Extract:
# Whitetail struggle



## kodoz (Nov 4, 2016)

So I picked an area this year that had big fields bordered by swamp, thinking these would be good spot and stalk areas. Now that I'm here, the fields are either all plowed under or have standing corn. I'm old and inexperienced, so the best plan I could come up with has been to sit between the fields and the swamp. Seemed like a good plan--I picked areas where I could see tracks moving through the area, but 4 days in I've seen one whitetail buck that I'm not sure wasn't a hallucination. 

Since it snowed last night, I went back to this one small corn field that has a 100-yards of low sage between it and swamp. The surrounding fields don't look like they'd work for bedding areas or feeding areas. I've seen plenty of tracks (but no scat), and identified a few areas where the deer seem to be passing through. I also roamed the corn and the swamp some late in the morning just to see if I could find bedded deer or additional sign...again, tracks, but definitely didn't scare up anything. Maybe there were some bedding areas in the swamp, but unless I actually saw a deer laying there I wouldn't know for sure. It's a low pressure area, and I've only seen a pair of pheasant hunters out here. (Compared to the area I scouted the first day, where I was hearing gunshots and found a couple gut piles.)

I'm getting in right before dawn or late afternoon, and am just not seeing anything moving around. The pics are from almost exactly where I was sitting yesterday afternoon--granted, it was windy last night and maybe that kept the deer sitting tight. I've sat in that field a few times now with nothing to see, so I thought tonight I'd go sit in a blown down area of the corn near where there were maybe 6 sets of tracks moving through. That's the best plan I can come up with for now, but I'm wondering if the deer are just holing up until after dark for now, and I should start looking at tag soup. I'm also getting the wife asking "Sooo, how's it going" which I don't even pretend is related to her level of interest, but just a gauge for when she needs to start throwing out the "When you coming home?" questions. Any thoughts? About the hunting strategy--not the wife situation.


----------



## johnrr65 (Nov 7, 2019)

Nice


----------



## ELK_91 (Nov 6, 2019)

I'm not sure what state your hunting in but i'm hunting Utah now (for elk). some of the issues i'm seeing is the lack of colder weather, no snow, and the last few nights have been near full moon. I have always noticed that animals always seem to move more at night under these conditions. make sure your in and set-up at your spot well before first light as the deer wont seem to mind you moving in as much at night when they cant see you and possibly can only hear/smell you. playing the wind should go without saying keep it in your face as much as possible when setting up to watch an area. also if your going to stalk through the swamp areas with the possible beds in them make sure to play the wind and GO SLOW. use your optics and try to spot anything laying down before you kick them up out of bed. Also if you have been there multiple days and haven't seen much its okay to move on to a new area or try the are where you previously heard gunshots and found gut piles. Keep your options open.

Dataset rows:
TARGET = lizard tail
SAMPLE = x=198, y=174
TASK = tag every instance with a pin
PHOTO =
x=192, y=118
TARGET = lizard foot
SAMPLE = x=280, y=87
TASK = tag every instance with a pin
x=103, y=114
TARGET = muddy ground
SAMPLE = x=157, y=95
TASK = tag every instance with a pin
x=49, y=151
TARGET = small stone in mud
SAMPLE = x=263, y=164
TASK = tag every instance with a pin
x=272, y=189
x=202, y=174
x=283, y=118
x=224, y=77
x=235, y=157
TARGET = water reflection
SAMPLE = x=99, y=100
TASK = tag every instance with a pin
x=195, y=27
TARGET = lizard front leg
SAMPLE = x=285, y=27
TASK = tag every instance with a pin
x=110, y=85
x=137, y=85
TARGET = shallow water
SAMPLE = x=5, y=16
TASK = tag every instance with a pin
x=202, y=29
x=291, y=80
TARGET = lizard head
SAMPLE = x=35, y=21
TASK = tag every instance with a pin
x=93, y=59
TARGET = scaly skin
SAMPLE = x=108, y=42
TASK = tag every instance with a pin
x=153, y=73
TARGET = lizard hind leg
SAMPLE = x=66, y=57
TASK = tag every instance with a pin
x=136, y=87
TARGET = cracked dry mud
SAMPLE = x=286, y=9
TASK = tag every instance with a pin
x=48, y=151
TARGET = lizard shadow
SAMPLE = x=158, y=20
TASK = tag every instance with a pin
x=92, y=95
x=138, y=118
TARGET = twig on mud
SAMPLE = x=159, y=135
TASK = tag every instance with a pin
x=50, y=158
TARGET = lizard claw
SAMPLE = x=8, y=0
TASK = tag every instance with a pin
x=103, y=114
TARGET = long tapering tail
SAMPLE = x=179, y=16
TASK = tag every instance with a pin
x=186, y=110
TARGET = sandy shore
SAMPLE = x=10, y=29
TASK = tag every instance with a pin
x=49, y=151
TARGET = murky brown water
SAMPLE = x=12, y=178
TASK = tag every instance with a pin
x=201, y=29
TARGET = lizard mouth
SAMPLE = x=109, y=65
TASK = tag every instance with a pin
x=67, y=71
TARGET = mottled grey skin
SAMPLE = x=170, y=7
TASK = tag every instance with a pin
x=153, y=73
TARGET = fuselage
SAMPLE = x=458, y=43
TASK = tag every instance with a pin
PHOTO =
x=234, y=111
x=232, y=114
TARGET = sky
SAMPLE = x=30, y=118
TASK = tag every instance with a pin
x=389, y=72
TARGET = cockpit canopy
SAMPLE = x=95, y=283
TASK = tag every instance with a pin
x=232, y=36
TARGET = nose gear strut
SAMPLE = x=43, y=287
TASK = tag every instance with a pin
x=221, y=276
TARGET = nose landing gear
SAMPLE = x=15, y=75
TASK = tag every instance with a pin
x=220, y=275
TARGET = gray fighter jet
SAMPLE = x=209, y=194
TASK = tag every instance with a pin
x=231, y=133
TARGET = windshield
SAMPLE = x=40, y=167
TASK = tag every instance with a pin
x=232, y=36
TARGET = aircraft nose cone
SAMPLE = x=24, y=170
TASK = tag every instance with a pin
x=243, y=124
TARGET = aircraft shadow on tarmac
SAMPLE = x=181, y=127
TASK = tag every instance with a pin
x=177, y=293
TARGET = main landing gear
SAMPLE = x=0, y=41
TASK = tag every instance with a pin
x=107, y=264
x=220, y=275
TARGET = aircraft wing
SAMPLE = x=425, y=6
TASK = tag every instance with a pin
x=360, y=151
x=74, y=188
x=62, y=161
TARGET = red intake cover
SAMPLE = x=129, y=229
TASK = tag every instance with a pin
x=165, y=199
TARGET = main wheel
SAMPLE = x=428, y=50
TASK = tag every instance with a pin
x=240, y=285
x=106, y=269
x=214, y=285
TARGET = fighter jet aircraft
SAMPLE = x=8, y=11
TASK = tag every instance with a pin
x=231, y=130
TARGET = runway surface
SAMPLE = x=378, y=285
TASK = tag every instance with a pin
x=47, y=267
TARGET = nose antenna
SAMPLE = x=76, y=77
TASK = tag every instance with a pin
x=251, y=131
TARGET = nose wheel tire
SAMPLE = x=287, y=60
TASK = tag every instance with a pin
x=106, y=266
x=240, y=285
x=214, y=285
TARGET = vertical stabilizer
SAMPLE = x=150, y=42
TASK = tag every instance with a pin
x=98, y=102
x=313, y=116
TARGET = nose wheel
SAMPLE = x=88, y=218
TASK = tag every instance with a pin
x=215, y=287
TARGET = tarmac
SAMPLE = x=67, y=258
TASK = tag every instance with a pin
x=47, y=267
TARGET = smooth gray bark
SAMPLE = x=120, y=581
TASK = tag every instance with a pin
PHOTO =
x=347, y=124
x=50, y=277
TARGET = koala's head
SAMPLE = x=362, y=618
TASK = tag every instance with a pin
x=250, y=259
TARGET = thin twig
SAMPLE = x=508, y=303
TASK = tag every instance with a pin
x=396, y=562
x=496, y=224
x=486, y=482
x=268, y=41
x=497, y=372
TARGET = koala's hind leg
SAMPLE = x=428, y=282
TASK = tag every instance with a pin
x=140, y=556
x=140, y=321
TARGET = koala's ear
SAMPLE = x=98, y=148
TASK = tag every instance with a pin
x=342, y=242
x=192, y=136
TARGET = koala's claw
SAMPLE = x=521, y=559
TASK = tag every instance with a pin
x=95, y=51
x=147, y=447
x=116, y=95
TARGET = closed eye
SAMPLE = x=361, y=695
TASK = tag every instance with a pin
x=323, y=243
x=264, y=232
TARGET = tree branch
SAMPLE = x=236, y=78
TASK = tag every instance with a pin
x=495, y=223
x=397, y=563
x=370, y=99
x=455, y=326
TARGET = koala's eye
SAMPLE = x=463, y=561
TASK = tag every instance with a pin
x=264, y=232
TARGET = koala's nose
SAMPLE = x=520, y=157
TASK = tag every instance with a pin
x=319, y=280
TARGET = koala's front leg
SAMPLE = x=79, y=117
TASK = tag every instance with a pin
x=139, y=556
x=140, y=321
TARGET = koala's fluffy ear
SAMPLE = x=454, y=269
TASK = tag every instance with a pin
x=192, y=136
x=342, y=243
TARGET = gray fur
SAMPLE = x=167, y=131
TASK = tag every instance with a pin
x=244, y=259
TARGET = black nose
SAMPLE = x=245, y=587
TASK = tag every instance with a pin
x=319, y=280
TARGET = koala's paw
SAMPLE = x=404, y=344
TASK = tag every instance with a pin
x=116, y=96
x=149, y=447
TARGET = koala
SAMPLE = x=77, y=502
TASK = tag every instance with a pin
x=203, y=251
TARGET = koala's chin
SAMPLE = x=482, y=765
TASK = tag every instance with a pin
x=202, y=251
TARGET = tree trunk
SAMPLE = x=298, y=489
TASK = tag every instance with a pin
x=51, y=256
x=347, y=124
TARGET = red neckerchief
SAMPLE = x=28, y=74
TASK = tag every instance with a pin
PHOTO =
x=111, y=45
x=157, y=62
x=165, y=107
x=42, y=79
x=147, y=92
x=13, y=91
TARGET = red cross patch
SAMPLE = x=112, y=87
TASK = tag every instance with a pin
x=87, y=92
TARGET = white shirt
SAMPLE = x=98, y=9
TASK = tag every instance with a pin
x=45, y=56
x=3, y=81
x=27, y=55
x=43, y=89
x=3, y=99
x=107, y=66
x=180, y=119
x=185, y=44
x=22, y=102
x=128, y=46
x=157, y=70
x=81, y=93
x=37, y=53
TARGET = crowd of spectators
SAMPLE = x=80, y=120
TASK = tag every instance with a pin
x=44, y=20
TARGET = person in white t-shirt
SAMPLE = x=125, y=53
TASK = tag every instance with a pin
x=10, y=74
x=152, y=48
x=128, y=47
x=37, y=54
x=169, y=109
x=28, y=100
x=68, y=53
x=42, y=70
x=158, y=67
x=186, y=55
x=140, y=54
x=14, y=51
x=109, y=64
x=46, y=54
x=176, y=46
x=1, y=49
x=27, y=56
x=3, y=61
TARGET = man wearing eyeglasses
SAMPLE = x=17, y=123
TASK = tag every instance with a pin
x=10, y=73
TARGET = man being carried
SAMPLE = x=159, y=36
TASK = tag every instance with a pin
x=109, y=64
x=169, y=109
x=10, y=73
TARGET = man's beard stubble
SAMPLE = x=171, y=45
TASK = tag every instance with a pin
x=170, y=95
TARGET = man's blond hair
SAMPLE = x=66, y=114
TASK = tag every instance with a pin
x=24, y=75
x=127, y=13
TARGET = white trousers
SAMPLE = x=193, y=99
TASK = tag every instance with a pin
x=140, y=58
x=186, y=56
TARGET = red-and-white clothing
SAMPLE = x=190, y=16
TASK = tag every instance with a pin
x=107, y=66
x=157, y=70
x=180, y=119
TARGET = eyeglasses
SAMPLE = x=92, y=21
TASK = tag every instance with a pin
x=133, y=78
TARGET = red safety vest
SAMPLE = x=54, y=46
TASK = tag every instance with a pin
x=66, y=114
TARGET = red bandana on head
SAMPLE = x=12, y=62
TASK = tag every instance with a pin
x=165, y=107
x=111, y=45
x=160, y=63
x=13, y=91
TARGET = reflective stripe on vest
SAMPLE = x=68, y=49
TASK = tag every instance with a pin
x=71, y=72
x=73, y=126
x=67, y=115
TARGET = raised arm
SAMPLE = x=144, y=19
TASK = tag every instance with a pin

What needs to be done:
Can you reproduce the whitetail thread word for word between "# Whitetail struggle" and "wasn't a hallucination.", inclusive?

Finished exercise:
# Whitetail struggle



## kodoz (Nov 4, 2016)

So I picked an area this year that had big fields bordered by swamp, thinking these would be good spot and stalk areas. Now that I'm here, the fields are either all plowed under or have standing corn. I'm old and inexperienced, so the best plan I could come up with has been to sit between the fields and the swamp. Seemed like a good plan--I picked areas where I could see tracks moving through the area, but 4 days in I've seen one whitetail buck that I'm not sure wasn't a hallucination.